(Object location annotation data)
______
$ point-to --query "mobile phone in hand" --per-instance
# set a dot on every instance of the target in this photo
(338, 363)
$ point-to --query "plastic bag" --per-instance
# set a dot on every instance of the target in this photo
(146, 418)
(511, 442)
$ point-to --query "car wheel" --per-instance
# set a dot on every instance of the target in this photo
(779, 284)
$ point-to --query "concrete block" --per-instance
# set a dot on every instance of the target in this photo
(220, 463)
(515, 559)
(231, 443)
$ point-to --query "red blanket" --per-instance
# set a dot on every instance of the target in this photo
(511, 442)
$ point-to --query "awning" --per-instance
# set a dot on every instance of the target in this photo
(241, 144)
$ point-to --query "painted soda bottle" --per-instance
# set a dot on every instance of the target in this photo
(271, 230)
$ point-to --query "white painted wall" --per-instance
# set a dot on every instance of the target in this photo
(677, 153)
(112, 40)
______
- [Your goal] Return every line of the items above with no changes.

- [Solved problem]
$ point-to --query "mobile phone in hand" --per-instance
# set a dot on every instance of the target in this photo
(338, 363)
$ point-to --query "plastic bag" --per-instance
# set a dot on every instance of the target in this photo
(146, 418)
(511, 442)
$ point-to --query "car wheel" --per-instance
# set a dot on every instance of the target in this photo
(779, 284)
$ point-to --query "concrete block" --per-instance
# set a dot on every instance of the target in this photo
(220, 463)
(515, 559)
(231, 443)
$ point-to --query "red blanket" --per-instance
# set a dot on every instance of the target in this photo
(511, 442)
$ point-to --query "awning" --per-instance
# set a dot on every instance of the target in this photo
(241, 144)
$ point-to --query "painted soda bottle" --per-instance
# set a dot on every instance of the target in this photo
(271, 230)
$ point-to --query "white painted wall" --per-instance
# set a dot on every instance of the target in this photo
(677, 153)
(112, 40)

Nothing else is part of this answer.